■ DATASET EXCERPTS

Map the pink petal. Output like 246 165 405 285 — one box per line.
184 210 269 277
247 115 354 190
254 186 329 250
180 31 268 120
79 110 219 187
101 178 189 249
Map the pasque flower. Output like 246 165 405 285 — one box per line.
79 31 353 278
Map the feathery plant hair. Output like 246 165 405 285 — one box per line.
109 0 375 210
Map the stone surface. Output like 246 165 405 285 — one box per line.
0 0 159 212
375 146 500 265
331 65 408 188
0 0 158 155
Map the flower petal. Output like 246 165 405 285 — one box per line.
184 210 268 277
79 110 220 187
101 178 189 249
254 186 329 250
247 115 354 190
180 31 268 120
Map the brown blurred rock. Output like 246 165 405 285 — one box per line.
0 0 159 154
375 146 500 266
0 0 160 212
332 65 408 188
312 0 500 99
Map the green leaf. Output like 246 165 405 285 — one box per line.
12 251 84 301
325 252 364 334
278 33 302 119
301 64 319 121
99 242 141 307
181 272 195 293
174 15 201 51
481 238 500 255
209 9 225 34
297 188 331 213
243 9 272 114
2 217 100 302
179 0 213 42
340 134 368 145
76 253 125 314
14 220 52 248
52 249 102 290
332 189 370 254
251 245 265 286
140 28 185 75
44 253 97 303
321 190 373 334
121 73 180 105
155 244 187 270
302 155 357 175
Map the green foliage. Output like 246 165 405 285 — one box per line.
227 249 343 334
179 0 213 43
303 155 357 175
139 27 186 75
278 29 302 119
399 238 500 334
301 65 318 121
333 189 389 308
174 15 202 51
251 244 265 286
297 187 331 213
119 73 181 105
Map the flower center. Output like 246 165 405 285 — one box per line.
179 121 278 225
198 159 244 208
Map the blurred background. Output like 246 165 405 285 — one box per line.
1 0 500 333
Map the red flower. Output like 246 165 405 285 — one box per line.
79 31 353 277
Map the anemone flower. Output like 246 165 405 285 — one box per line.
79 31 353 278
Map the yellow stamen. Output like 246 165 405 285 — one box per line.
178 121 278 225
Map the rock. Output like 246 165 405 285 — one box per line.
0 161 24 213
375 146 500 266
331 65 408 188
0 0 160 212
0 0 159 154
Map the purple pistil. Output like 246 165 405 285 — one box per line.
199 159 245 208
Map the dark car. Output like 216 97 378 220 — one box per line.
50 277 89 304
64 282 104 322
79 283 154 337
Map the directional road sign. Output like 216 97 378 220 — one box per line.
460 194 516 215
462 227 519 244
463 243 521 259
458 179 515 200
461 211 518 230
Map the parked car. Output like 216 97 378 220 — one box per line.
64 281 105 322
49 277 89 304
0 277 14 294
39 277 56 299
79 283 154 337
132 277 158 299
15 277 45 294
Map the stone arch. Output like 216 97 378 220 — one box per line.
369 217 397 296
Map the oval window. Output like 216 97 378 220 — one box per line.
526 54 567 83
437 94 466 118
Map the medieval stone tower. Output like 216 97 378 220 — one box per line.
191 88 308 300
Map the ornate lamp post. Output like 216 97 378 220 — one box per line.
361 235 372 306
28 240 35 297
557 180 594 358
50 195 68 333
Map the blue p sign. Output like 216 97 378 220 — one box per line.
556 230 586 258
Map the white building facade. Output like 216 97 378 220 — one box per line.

■ WHAT NEEDS TO BE DONE
Copy every record once more, exactly as given.

■ EXERCISE OUTPUT
Map the pink petal. Output like 246 165 405 285 — one box per line.
184 210 269 277
247 115 354 190
254 186 329 250
180 31 268 120
79 110 219 187
101 178 189 249
Map the pasque flower. Output like 246 165 405 285 — one box per line.
79 31 353 278
Map the feathery plant hair. Output like 246 165 405 285 — one box per line.
109 0 375 210
Map the stone surface. Output like 246 165 405 285 — one box per line.
0 0 159 212
375 146 500 265
331 65 408 188
0 0 158 155
Map the flower petal. Output like 246 165 405 285 — one box per line.
184 210 268 277
79 110 220 187
101 178 189 249
254 186 329 250
247 115 354 190
180 31 268 120
Map the brown blurred rock. Output like 246 165 405 285 — one box per line.
0 0 159 154
375 146 500 266
0 0 160 212
332 65 408 188
312 0 500 99
Map the green leaf. Output like 246 165 405 285 — one box per line.
12 251 84 301
325 252 364 334
278 33 302 119
301 64 319 121
99 242 141 307
181 272 195 293
174 15 201 51
481 238 500 255
209 9 225 34
297 188 331 213
243 9 272 114
2 217 100 302
179 0 213 42
340 134 368 145
76 253 125 314
14 220 52 248
52 249 102 290
332 189 370 254
251 245 265 286
140 28 185 75
44 253 97 303
321 190 373 334
121 73 180 105
155 244 187 270
302 155 357 175
Map the green foliage. Output like 246 165 405 285 — one box per line.
227 249 343 334
179 0 213 43
303 155 357 175
139 27 186 75
278 29 302 119
399 238 500 334
301 65 318 121
333 189 389 308
174 15 202 51
251 244 265 286
297 187 331 213
119 73 181 105
Map the flower center. Output like 246 165 405 285 — one box per line.
179 121 278 225
198 159 244 208
Map the blurred background. Output like 246 165 405 285 — one box per line.
1 0 500 333
Map the red flower. Output like 246 165 405 285 — one box per line.
79 31 353 277
Map the anemone flower. Output like 246 165 405 285 — one box per line.
79 31 353 278
Map the yellow stamen. Output like 246 165 405 285 — one box per line.
178 121 278 225
Map the rock. Output like 246 165 405 285 — one box per line.
0 161 24 213
375 146 500 266
331 65 408 188
0 0 160 212
0 0 159 154
Map the purple pistil. Output like 246 165 405 285 — one box per line.
199 159 245 208
Map the dark car. Output like 216 97 378 220 — one box per line.
50 277 89 304
64 282 104 322
79 283 154 337
Map the directional road sign. Output like 216 97 378 220 — one box per line.
460 194 516 215
462 227 519 244
463 243 521 259
458 179 515 200
461 211 518 230
Map the parked car. Output like 216 97 378 220 — one box per line.
64 281 105 322
49 277 89 304
0 277 14 294
39 277 56 299
79 283 154 337
132 277 158 299
15 277 45 294
Map the stone arch. Output like 216 97 378 220 — one box per line.
369 217 397 296
Map the oval window. Output like 216 97 378 220 — one box per line.
526 54 567 83
437 94 466 118
Map the medieval stone tower. Output like 216 97 378 220 — one box per line.
191 88 308 300
Map the ornate lamp post. Output like 216 97 378 220 — one box per line.
361 235 372 306
28 240 35 297
557 180 594 358
50 195 68 333
Map the blue p sign. Output like 216 97 378 220 — one box per line.
556 230 586 258
Map the white building facade. Output like 216 97 378 220 — one box per line.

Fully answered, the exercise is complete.